▶ _Exercício proposto A_
Separe e copie todas as linhas dos registros em que aparece a palavra "white", levando em conta a diferença entre maiúsculas e minúsculas.

▶ _Página_
--

Três atos

Era uma terça-feira comum. Não tinha muitos planos e muito menos pretensões de que algo mudaria o curso do meu dia; porém, fui atravessada por algo que não esperava. Viver em São Paulo é assim: constantemente tentar adivinhar que roupa vestir para o trabalho e quase todas as vezes errar; ter certeza de que vai chover e não cair uma gota do céu; perder o ônibus ou pegá-lo no instante em que chega ao ponto. Tudo é imprevisível, mas essa imprevisibilidade sempre é previsível.

Sem muita vontade de sair de casa, me vi obrigada a andar até a estação do metrô, trocar de linha e errar a saída do cinema Belas Artes. Tudo isso porque eu tinha inventado de ir a um debate sobre filmes que pautam a agenda da COP. Sei lá, não fazia muito sentido, mas eu sabia que haveria comidinhas e Campari de cortesia – algo que, quando se está no limbo das dívidas, se torna um passeio necessário.

Nesse dia, Pietro me acompanhou, o que me ajudou a pensar que, se o papo fosse muito cabeça, pelo menos poderíamos dar boas risadas. Assim, pegamos nossa pipoca e eu, o drink que valia dez vezes mais que o valor do transporte até lá. Fomos apresentados aos participantes da noite e, logo de cara, fiquei obcecada com o colar impecável da apresentadora e, também, criadora do projeto.

Eles apresentaram diversos títulos do cinema, alguns mais recentes, outros não tantos, e a cada trailer abordavam o assunto como algo para enxergarmos o que estava, está e estará acontecendo no planeta se não tomarmos ações – e quando digo nós queremos dizer autoridades que fingem que nada está acontecendo. Muitas das coisas faziam muito sentido, outras eram papo de bar, mas sempre traziam pontos de vista novos para coisas que nós, meros mortais, estamos cansados de ouvir.

Foi então que, quase no final da discussão, um dos participantes da roda de conversa trouxe um pensamento que ele mesmo desenvolve em seu livro, mas que, em segundos, me levou para outro lugar. Ele explicava que existem três estados psicológicos: o pré-trágico, o trágico e o pós-trágico. O primeiro estágio é quase como a infância, quando ainda estamos envolvidos pela inocência e quando existe uma potência no acreditar sem receio, no ir de peito aberto.

--

▶ _Exercício proposto B_
Dê continuidade ao relato acima sobre o debate de filmes no cinema Belas Artes, começando logo após a última frase apresentada.

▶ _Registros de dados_

--

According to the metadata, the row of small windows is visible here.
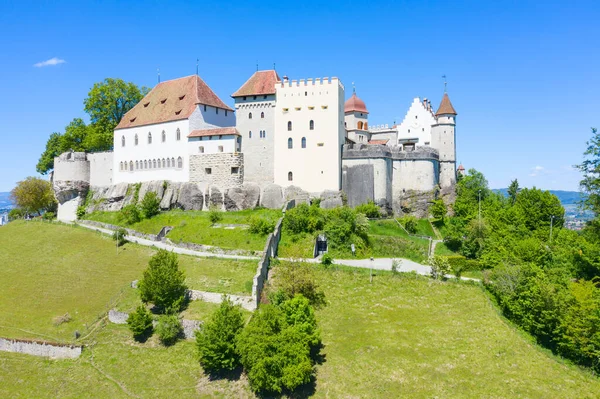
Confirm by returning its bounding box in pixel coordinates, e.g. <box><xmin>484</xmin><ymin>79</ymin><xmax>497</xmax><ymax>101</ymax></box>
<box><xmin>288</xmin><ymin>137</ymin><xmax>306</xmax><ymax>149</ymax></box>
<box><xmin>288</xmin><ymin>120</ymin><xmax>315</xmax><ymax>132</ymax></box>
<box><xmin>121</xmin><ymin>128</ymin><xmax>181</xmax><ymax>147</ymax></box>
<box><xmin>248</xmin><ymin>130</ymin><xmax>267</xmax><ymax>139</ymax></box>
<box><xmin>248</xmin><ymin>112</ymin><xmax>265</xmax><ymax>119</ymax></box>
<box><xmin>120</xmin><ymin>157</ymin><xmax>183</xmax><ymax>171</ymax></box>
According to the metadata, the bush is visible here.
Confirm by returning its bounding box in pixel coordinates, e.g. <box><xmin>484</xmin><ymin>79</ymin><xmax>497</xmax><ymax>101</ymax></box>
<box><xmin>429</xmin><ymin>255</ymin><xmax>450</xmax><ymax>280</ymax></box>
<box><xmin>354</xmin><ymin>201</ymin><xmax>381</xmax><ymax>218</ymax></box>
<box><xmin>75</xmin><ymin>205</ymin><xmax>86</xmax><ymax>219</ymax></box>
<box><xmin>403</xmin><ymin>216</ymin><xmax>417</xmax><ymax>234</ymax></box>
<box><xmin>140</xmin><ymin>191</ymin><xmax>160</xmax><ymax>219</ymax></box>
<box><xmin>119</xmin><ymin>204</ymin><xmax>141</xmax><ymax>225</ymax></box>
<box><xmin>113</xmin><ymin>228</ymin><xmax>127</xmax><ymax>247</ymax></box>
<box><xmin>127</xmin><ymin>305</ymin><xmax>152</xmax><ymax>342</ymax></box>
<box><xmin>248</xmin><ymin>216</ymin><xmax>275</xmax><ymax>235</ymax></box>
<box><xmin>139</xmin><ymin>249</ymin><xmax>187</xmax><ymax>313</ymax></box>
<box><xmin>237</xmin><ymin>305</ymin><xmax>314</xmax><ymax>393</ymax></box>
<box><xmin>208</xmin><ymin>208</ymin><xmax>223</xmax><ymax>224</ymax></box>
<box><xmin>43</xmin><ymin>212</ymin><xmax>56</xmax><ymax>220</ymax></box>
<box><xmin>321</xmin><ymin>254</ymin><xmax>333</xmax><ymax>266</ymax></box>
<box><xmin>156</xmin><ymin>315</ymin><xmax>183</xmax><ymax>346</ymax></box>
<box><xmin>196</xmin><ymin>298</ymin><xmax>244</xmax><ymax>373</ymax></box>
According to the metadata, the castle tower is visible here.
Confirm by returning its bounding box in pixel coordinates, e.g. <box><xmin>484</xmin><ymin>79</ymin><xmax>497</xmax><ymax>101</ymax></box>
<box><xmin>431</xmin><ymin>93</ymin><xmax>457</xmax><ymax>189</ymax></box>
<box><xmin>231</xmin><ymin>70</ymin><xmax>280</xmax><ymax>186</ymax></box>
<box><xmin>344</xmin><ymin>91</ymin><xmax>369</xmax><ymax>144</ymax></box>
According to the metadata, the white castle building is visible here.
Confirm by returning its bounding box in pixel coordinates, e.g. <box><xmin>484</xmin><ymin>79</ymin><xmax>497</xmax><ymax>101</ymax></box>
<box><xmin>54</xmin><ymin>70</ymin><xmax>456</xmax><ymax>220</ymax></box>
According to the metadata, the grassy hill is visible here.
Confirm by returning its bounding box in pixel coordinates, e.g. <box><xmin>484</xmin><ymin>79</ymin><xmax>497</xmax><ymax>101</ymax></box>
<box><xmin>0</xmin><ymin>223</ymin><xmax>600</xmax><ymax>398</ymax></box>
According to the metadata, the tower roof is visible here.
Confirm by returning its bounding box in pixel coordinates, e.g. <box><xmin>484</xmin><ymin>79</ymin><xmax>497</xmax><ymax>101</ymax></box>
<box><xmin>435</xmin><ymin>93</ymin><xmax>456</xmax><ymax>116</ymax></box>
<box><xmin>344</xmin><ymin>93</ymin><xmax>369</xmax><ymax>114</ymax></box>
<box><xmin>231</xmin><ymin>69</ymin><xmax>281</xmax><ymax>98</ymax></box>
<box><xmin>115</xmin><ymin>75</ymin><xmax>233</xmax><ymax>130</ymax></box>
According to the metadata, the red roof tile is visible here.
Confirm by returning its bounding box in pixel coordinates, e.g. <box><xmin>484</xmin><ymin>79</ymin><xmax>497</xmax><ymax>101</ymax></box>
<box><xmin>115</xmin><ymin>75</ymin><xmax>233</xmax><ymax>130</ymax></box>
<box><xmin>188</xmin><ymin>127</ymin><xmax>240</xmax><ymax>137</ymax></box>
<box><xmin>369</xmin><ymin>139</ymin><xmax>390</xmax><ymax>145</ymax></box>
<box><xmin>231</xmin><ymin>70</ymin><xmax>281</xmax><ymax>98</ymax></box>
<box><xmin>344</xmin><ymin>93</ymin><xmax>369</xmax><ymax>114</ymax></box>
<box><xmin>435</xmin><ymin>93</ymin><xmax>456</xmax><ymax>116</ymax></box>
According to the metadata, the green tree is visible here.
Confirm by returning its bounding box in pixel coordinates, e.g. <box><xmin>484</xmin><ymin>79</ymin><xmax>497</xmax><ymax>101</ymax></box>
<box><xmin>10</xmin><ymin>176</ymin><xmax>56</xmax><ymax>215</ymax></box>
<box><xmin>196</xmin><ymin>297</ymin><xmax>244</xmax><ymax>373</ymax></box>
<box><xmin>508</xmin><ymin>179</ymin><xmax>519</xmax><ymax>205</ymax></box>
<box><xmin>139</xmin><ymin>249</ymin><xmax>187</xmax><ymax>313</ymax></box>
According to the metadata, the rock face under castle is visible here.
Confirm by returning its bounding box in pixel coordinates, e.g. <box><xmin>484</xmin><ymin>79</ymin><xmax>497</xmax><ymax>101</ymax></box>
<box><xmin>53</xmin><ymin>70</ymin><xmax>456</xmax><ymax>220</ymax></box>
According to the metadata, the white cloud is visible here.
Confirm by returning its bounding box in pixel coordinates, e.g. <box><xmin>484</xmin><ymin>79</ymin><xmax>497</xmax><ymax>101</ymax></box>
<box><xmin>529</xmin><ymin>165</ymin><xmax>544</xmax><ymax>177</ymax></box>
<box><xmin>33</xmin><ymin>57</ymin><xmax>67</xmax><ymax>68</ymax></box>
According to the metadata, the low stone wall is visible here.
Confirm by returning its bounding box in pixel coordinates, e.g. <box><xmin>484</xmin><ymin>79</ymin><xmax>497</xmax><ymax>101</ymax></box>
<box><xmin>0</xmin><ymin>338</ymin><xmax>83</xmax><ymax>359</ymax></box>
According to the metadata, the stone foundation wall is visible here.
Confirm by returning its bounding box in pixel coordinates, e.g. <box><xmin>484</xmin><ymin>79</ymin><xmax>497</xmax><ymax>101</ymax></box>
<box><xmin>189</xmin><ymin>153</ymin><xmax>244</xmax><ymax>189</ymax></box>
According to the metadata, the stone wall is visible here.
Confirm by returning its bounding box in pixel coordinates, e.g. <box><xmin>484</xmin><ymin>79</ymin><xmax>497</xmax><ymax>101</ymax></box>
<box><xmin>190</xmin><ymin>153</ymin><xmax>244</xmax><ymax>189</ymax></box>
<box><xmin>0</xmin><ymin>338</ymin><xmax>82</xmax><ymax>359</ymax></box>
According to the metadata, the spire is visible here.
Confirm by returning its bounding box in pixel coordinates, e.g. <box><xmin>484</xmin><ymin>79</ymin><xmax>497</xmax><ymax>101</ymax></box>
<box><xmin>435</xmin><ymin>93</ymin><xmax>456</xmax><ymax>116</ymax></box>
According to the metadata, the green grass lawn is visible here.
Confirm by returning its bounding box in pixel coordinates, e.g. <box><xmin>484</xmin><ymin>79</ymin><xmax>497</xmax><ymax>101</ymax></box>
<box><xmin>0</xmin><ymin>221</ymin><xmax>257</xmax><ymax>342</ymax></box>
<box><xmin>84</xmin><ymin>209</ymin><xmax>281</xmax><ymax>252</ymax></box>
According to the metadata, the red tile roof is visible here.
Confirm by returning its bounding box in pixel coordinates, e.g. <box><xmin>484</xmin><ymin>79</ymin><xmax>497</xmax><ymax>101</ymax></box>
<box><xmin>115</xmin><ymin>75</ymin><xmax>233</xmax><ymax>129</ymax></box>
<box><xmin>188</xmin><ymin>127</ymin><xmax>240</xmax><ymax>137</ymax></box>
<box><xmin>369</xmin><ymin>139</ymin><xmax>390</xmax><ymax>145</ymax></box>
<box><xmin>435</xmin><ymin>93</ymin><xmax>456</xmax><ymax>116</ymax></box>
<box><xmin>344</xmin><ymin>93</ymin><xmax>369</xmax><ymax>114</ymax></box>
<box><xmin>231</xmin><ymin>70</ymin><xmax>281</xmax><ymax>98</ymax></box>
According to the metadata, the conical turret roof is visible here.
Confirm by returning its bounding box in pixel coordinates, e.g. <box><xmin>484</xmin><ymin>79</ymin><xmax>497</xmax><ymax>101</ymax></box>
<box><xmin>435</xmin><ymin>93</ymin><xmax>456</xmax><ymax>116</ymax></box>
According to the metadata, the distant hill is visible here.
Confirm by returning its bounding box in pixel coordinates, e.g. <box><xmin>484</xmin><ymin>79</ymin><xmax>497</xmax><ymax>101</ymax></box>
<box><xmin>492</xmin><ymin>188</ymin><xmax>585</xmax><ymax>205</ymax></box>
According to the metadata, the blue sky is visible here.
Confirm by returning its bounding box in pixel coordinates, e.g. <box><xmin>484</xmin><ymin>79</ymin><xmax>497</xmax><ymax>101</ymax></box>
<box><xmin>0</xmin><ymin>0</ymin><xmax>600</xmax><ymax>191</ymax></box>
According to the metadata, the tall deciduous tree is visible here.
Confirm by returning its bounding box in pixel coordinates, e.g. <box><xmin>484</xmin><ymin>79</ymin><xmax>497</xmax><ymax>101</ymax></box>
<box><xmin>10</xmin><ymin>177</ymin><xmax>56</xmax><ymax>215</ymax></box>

--

▶ _Resposta A_
According to the metadata, the white castle building is visible here.
According to the metadata, the white cloud is visible here.

▶ _Resposta B_
Logo após, vem o trágico, que pode ser comparado com a adolescência ou o amadurecimento do jovem adulto. Esse é o momento em que você deixa de acreditar nas coisas e passa a ser cético. É quando você percebe que a vida não é bem aquilo que havia imaginado e, de um dia para outro, torna-se necessário criar uma armadura para se proteger de tudo e de todos.

E, por último, o pós-trágico, que nada mais é do que ter passado pela fase da inocência, pelo rompimento da fantasia e pelo ser lançado à realidade, e ter a responsabilidade de olhar para esses dois momentos e tentar se reinventar da melhor maneira. É se libertar da crença de que tudo vai dar certo, mas sem tirar a cabeça das nuvens. É deixar-se sonhar com os pés bem fincados no chão. E o mais importante: tentar fazer a diferença para que o próximo consiga passar por essas etapas com menos sofrimento.

A partir dessa enxurrada de informações, fiquei pensando sobre a estrutura dos três atos. Como a vida, mesmo sendo muito acidentária, sempre vem acompanhada de começo, meio e fim. E como, não importa a situação pela qual você esteja passando, a partir do momento em que você identifica em que estágio está, há mais chances de se libertar da terrível ilusão e da temida desmotivação.

Um exemplo é quando você conhece alguém que parece um sonho. No início, a relação é tão incrível que é quase impossível enxergar qualquer defeito; a felicidade do momento é tudo o que importa. No entanto, com o passar do tempo, a percepção começa a mudar. Você nota que a pessoa é mais invasiva do que havia percebido, ou talvez descubra que ela não se importa tanto quanto você imaginava.

Mas existe o afeto, e você vai deixando passar, até que a conta chega e se torna impossível não ver o quanto se acumularam situações mal resolvidas. O véu cai, e o que resta é encarar tudo aquilo que foi varrido para baixo do tapete. Isso dói, magoa, e pode até levar muito tempo até que se consiga digerir tudo o que foi exposto, mas a única saída é se libertar e deixar a pessoa ir.

Depois da ruptura, vem a certeza de que nunca se será capaz de gostar e/ou confiar em alguém de novo. O coração se fecha e parece que a ferida nunca irá cicatrizar, mas o tempo carrega a destreza da cura. Ele oferece conforto em outras instâncias e lhe entrega as coisas sem ao menos perceber, e, de repente, você se vê desabrochando novamente – mas dessa vez, mais sábio e mais forte.

Dúvidas sempre existirão, mas isso não deve nos impedir de caminhar para a frente. Seja no âmbito psicológico, comportamental ou até mesmo biológico, todos nós carregamos o talento de recomeçar quantas vezes quisermos. Mesmo parecendo impossível, talvez até um pouco cansativo, não existe nada nem ninguém que possa mudar esse curso: é da nossa natureza.

A.M.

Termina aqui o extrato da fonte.